[Collection entries]
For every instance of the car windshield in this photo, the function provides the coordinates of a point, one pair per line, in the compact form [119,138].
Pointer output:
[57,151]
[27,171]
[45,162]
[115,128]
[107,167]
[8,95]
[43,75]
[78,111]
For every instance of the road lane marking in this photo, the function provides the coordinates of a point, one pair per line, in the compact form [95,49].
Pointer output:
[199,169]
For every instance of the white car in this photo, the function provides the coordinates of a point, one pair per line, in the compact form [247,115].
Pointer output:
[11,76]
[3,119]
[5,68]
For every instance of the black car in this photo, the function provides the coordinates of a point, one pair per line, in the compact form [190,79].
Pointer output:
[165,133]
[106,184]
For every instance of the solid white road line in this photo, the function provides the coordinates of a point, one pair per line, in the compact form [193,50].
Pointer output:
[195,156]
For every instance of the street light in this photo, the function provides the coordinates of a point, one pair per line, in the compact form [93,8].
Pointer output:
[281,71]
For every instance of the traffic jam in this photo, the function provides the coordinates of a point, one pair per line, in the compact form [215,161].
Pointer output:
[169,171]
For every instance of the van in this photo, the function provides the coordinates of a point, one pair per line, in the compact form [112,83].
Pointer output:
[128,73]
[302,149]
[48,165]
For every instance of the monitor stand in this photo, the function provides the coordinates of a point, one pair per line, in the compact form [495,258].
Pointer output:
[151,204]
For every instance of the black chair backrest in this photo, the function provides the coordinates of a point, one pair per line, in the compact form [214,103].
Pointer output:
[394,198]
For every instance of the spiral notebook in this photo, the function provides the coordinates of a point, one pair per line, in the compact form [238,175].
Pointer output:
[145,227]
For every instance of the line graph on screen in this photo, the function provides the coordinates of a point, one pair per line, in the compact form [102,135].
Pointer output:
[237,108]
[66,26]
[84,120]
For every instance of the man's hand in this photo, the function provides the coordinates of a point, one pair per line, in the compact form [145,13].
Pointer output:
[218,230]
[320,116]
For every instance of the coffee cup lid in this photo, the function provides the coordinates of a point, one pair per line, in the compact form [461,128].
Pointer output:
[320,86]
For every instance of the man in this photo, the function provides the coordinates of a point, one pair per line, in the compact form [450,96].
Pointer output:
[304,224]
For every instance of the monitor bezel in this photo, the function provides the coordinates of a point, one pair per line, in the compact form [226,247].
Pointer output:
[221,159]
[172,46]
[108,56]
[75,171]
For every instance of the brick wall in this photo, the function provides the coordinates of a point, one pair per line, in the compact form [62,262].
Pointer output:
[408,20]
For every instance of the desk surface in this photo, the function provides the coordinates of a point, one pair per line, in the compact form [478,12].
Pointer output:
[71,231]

__Given task__: All entries must be repeated verbatim.

__Reply to the task__:
For every instance of the car windshield in this photo, the function provides the coordinates of a point, one pair per line, in the compact form [119,138].
Pointer output:
[57,151]
[27,171]
[45,162]
[115,128]
[107,167]
[8,95]
[43,75]
[78,111]
For every instance of the road lane marking in this photo, the function provides the coordinates of a point, one pair per line, in the compact form [95,49].
Pointer output:
[199,169]
For every instance of the white car in this photo, the function provides the coordinates of a point, one pair per line, in the compact form [247,115].
Pointer output:
[11,76]
[3,119]
[5,68]
For every instance of the black car in this photo, the function provides the coordinates of a point, one pair per line, in the compact form [190,79].
Pointer output:
[165,133]
[106,184]
For every instance of the solid white road line in this photo, the function provides the coordinates of a point, one pair per line, in the compact form [193,50].
Pointer output:
[195,156]
For every instance of the street light in this photo, the function provides the coordinates of a point, one pair per line, in the compact form [93,8].
Pointer output:
[281,71]
For every instance of the traffic jam in this photo, the function provides the coordinates of a point, one pair per line, in the compact form [215,161].
Pointer output:
[169,171]
For every instance of the van in this photo, the function provides the coordinates of a point, one pair per line, in the compact form [112,83].
Pointer output:
[128,73]
[302,149]
[48,165]
For every instance of the monitor stand in this photo, the function provides the coordinates of a point, one pair per line, in the compact form [495,258].
Pointer output:
[151,204]
For every instance of the black chair backrest in this photo, the function provides the coordinates of a point, one pair per line, in the compact form [214,103].
Pointer output:
[394,198]
For every instance of the spiral notebook in this photo, the function provides the coordinates of a point, one pair per line, in the compact form [238,175].
Pointer output:
[145,227]
For every instance of the line graph on screen in this photo, the function provides the coordinates of a point, one pair per line, in the compact form [102,135].
Pointer output:
[237,108]
[66,26]
[84,120]
For every instance of the man's hand in this photo, the function provides the coordinates of a point, one pair per line, in the compact form [145,13].
Pointer output:
[218,230]
[320,116]
For every instance of the coffee cup lid in this photo, the function provides the coordinates of a point, one pair per line, in the compact form [461,128].
Pointer output:
[320,86]
For every instance of the man in this photo, the function provides the coordinates of a point, one pair per line, in the compact form [450,96].
Pointer output:
[304,224]
For every instance of the monitor bezel in this photo, the function provides the coordinates of a point, one pair per line, in the compact form [226,247].
Pointer output:
[221,159]
[172,46]
[108,56]
[75,171]
For every instance of the brick wall in this photo, the function provides the coordinates of a point, one pair per line, in the compact form [62,262].
Pointer output:
[408,20]
For every instance of the desk surface in this photo, the function provides the coordinates of a point, one pair per line, in the compact form [478,12].
Pointer output:
[71,231]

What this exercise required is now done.